A = rand(n,n)       # State matrix.
B = rand(n,m)       # Input coupling matrix.
x₀ = [1.0, 3.0]     # Initial state.

N = 10              # Time horizon.

s = [1.0, 2.0]      
q = [1.0, 2.0]
r = [1.0]

S = diagm(0=>s)     # Matrix defining the terminal state cost.
Q = diagm(0=>q)     # Matrix defining the running state dost.
R = diagm(0=>r)     # Matrix defining the cost of control.

xopt,uopt = direct_dlqr_sequential(A,B,x₀,Q,R,S,N)

using Plots
p1 = plot(0:(N-1),uopt,marker=:diamond,label="u",linetype=:steppost)
xlabel!("k")
ylabel!("u")

p2 = plot(0:N,hcat(x₀,xopt)',marker=:diamond,label=["x₁" "x₂"],linetype=:steppost)
xlabel!("k")
ylabel!("x")

plot(p1,p2,layout=(2,1))

■ **What to do**
In the Julia code, what number is the time horizon N set to? The lines that come next are from a different source than the code.

■ **Recorded information**
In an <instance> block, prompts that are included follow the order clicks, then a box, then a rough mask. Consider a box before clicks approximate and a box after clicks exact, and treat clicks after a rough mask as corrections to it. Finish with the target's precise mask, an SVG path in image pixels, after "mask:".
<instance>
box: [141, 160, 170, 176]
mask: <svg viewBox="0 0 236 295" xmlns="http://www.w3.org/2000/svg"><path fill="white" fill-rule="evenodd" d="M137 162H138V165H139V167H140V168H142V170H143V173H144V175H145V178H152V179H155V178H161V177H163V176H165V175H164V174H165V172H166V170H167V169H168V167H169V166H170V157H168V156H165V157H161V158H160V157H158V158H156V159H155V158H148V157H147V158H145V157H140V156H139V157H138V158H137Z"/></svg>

■ **Written response**
10